Source material:
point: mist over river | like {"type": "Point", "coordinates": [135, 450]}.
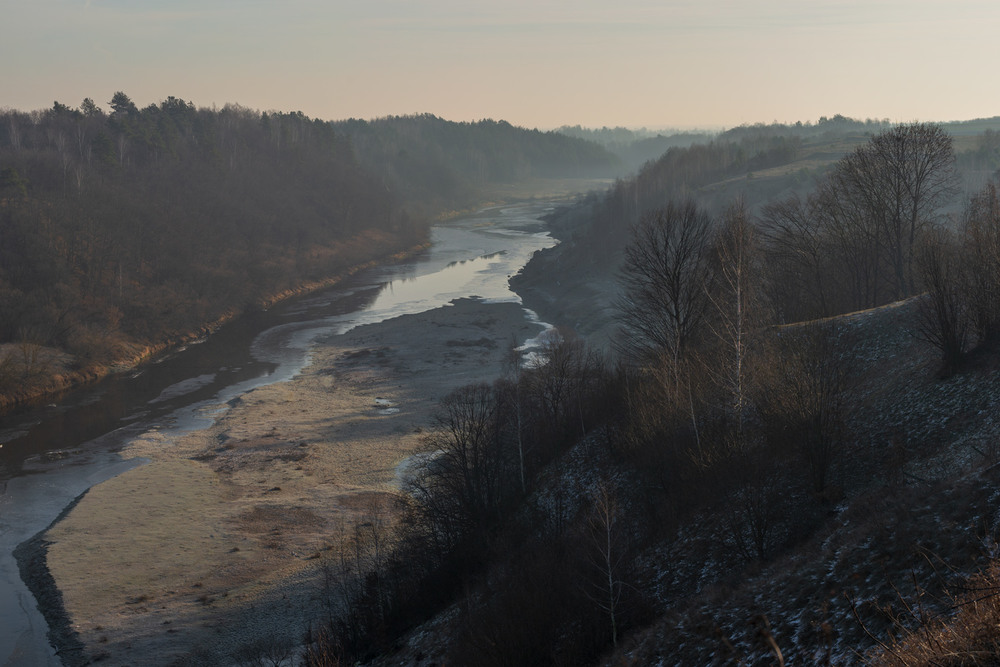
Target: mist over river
{"type": "Point", "coordinates": [52, 454]}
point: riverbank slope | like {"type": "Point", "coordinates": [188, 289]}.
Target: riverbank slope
{"type": "Point", "coordinates": [225, 535]}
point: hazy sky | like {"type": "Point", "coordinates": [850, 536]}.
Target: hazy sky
{"type": "Point", "coordinates": [536, 63]}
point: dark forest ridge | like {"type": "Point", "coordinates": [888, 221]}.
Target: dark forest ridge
{"type": "Point", "coordinates": [121, 232]}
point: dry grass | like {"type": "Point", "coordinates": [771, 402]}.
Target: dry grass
{"type": "Point", "coordinates": [971, 636]}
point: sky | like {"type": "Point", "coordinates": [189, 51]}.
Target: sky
{"type": "Point", "coordinates": [705, 64]}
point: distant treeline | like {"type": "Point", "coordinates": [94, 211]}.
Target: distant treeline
{"type": "Point", "coordinates": [424, 155]}
{"type": "Point", "coordinates": [129, 227]}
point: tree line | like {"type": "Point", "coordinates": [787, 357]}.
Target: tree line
{"type": "Point", "coordinates": [127, 227]}
{"type": "Point", "coordinates": [724, 414]}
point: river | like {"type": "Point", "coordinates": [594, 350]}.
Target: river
{"type": "Point", "coordinates": [51, 454]}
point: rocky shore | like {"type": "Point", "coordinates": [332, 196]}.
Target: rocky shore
{"type": "Point", "coordinates": [224, 537]}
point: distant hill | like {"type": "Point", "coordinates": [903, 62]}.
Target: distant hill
{"type": "Point", "coordinates": [758, 163]}
{"type": "Point", "coordinates": [121, 232]}
{"type": "Point", "coordinates": [444, 163]}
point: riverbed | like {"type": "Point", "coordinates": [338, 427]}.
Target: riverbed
{"type": "Point", "coordinates": [257, 447]}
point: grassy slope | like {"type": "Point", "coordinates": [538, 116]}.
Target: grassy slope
{"type": "Point", "coordinates": [905, 535]}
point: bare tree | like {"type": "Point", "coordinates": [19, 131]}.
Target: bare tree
{"type": "Point", "coordinates": [943, 314]}
{"type": "Point", "coordinates": [981, 263]}
{"type": "Point", "coordinates": [897, 182]}
{"type": "Point", "coordinates": [798, 256]}
{"type": "Point", "coordinates": [664, 279]}
{"type": "Point", "coordinates": [737, 317]}
{"type": "Point", "coordinates": [606, 555]}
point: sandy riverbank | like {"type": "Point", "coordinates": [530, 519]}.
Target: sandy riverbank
{"type": "Point", "coordinates": [222, 537]}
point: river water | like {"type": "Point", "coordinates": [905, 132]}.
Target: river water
{"type": "Point", "coordinates": [51, 454]}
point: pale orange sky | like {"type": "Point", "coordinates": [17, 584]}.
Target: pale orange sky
{"type": "Point", "coordinates": [677, 63]}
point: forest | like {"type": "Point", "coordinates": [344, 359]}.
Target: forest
{"type": "Point", "coordinates": [127, 230]}
{"type": "Point", "coordinates": [786, 454]}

Instructions for the task: Reproduce every one of the entries above word for word, omitting the picture from your answer.

Solution to the problem:
point: mist over river | like {"type": "Point", "coordinates": [135, 450]}.
Target: mist over river
{"type": "Point", "coordinates": [52, 454]}
point: riverbank slope | like {"type": "Point", "coordinates": [188, 289]}.
Target: riverbank slope
{"type": "Point", "coordinates": [225, 535]}
point: hazy sky | like {"type": "Point", "coordinates": [850, 536]}.
Target: hazy sky
{"type": "Point", "coordinates": [536, 63]}
point: dark forest ridge | like {"type": "Point", "coordinates": [888, 221]}.
Target: dark forest ridge
{"type": "Point", "coordinates": [121, 232]}
point: dry grass | like {"type": "Point", "coordinates": [771, 402]}.
Target: dry grass
{"type": "Point", "coordinates": [971, 636]}
point: sky | like {"type": "Point", "coordinates": [189, 51]}.
Target: sky
{"type": "Point", "coordinates": [705, 64]}
point: distant treeline | like {"type": "Point", "coordinates": [94, 211]}.
Target: distant treeline
{"type": "Point", "coordinates": [424, 155]}
{"type": "Point", "coordinates": [129, 227]}
point: tree line | like {"type": "Point", "coordinates": [787, 357]}.
Target: tree line
{"type": "Point", "coordinates": [127, 227]}
{"type": "Point", "coordinates": [724, 414]}
point: river | like {"type": "Point", "coordinates": [594, 350]}.
Target: river
{"type": "Point", "coordinates": [51, 454]}
point: rocky shore | like {"type": "Point", "coordinates": [332, 196]}.
Target: rocky shore
{"type": "Point", "coordinates": [224, 537]}
point: distant hill | like {"type": "Point", "coordinates": [903, 62]}.
Target: distant hill
{"type": "Point", "coordinates": [758, 163]}
{"type": "Point", "coordinates": [121, 232]}
{"type": "Point", "coordinates": [444, 163]}
point: riverbed | like {"type": "Point", "coordinates": [338, 427]}.
Target: riverbed
{"type": "Point", "coordinates": [257, 447]}
point: grassy slope | like {"type": "Point", "coordinates": [538, 116]}.
Target: grassy slope
{"type": "Point", "coordinates": [905, 535]}
point: bare tree | like {"type": "Point", "coordinates": [19, 131]}.
Target: bare tree
{"type": "Point", "coordinates": [943, 314]}
{"type": "Point", "coordinates": [981, 263]}
{"type": "Point", "coordinates": [897, 182]}
{"type": "Point", "coordinates": [798, 256]}
{"type": "Point", "coordinates": [664, 279]}
{"type": "Point", "coordinates": [737, 317]}
{"type": "Point", "coordinates": [606, 555]}
point: sandy riverbank | like {"type": "Point", "coordinates": [530, 519]}.
Target: sandy riverbank
{"type": "Point", "coordinates": [222, 537]}
point: river water | like {"type": "Point", "coordinates": [905, 132]}.
Target: river water
{"type": "Point", "coordinates": [51, 454]}
point: pale orange sky | like {"type": "Point", "coordinates": [17, 584]}.
Target: pale orange sky
{"type": "Point", "coordinates": [677, 63]}
point: forest | like {"type": "Point", "coordinates": [344, 359]}.
Target: forest
{"type": "Point", "coordinates": [127, 230]}
{"type": "Point", "coordinates": [786, 454]}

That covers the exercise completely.